DOCUMENT TEXT:
>> Start

Evolution of the IVOA Characterisation Data Model
The Characterisation data model (Louys et al., 2011b) is a standard of the International Virtual Observatory Alliance (IVOA) that describes observational datasets in the multi-dimensional parameter space. Defining three properties: coverage, resolution, and sampling along different physical axes (e.g. spatial, spectral, flux) with variable level of details for the description, this model has been used in several IVOA contexts: Simple Spectral Access Protocol, Spectrum Data Model, ObsTAP (Table Access Protocol for the Core Components of the Observation Data Model (Louys et al., 2011a). Here we propose a new version which addresses more completely the most detailed level of description (level 4) dealing with variation maps of coverage, resolution, and sampling. It also introduces new specific axes in order to cover various photometric measurements, velocity and polarimetry. Special care is given for composed data sets. These improvements and add-ons follow the evolution of needs expressed to the uptake of VO tools in various observation domains for data discovery but also for data analysis requirements. This is also introduced to tackle use-cases designed to analyse scientifically datasets in the V0 context together with calibration/provenance information.

>> End

WHAT TO DO:
#1 List the three properties that the Characterisation data model abstract says the model defines.
#2 Answer these from the Characterisation data model abstract:
(a) Which organization issued the model as a standard?
(b) Which level of description does the proposed new version address more completely?
(c) Which new specific axes does the new version introduce?

SUPPLIED INFORMATION:
>> Start

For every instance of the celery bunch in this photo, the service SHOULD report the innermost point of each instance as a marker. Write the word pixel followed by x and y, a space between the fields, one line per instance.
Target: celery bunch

>> End

TASK-BY-TASK ANSWERS:
#1 Coverage, resolution, and sampling

#2
(a) The International Virtual Observatory Alliance (IVOA)
(b) Level 4, the most detailed level, which deals with variation maps of coverage, resolution, and sampling
(c) Axes for various photometric measurements, velocity, and polarimetry